* PROMPT *
Update the data starting with the line that contains "Shelf-audit tool: tag the jersey name" and going on through the line that contains "(1215, 695)", swapping "planogram checker" for "shelf checker" and leaving everything else untouched. Return only those lines.

* TASK MATERIAL *
▬▬▬▬▬▬▬▬▬▬

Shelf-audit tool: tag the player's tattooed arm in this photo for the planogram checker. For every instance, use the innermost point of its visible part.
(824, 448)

▬▬▬▬▬▬▬▬▬▬

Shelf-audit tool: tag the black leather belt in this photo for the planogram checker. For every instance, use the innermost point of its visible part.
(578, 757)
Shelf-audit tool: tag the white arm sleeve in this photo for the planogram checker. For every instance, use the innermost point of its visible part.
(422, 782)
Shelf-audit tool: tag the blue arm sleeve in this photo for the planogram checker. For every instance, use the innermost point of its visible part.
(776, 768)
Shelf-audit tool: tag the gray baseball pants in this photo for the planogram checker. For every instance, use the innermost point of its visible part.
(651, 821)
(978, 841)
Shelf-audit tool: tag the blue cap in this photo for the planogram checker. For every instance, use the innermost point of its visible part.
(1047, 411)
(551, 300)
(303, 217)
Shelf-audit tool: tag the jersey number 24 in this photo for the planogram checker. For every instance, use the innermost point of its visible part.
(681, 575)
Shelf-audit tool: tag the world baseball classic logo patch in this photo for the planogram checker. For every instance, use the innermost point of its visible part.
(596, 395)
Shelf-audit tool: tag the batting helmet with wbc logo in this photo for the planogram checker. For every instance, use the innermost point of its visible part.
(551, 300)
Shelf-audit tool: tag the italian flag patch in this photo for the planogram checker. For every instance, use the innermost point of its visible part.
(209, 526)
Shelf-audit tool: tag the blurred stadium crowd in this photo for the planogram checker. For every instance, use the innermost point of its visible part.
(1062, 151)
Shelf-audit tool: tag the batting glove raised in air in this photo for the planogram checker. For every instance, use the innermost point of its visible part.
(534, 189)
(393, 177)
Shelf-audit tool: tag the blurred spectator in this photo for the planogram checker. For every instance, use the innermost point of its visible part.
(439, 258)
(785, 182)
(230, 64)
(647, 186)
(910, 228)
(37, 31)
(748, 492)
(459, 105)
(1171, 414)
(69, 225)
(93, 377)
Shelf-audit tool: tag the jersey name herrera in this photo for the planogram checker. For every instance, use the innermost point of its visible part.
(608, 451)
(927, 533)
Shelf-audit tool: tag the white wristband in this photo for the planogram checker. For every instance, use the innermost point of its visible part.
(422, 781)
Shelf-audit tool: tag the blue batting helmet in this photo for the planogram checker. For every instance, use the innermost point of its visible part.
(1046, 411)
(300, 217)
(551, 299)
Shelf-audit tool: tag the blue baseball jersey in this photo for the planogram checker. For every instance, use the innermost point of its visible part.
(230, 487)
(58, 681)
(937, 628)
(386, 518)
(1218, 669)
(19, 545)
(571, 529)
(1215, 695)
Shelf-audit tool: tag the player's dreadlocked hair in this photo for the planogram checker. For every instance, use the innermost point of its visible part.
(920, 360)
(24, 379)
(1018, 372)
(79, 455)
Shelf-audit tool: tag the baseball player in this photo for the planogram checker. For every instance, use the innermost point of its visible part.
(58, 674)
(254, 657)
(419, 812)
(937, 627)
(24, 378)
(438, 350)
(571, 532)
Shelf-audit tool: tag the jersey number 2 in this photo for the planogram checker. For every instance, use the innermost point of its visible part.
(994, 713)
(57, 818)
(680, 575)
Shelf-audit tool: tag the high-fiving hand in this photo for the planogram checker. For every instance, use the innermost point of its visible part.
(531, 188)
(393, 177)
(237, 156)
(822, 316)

▬▬▬▬▬▬▬▬▬▬

* SOLUTION *
Shelf-audit tool: tag the jersey name herrera in this photo for the shelf checker. For every instance, use the innermost point of its visible part.
(608, 451)
(927, 533)
Shelf-audit tool: tag the white wristband in this photo for the shelf checker. For every instance, use the innermost point of its visible part.
(422, 781)
Shelf-audit tool: tag the blue batting helmet in this photo for the shelf checker. For every instance, use the innermost point of its visible part.
(1046, 411)
(300, 217)
(551, 299)
Shelf-audit tool: tag the blue baseball jersey in this photo for the shelf checker. For every instance, use the innermost point of its visible part.
(230, 487)
(58, 681)
(937, 628)
(386, 518)
(1218, 669)
(19, 545)
(571, 529)
(1215, 695)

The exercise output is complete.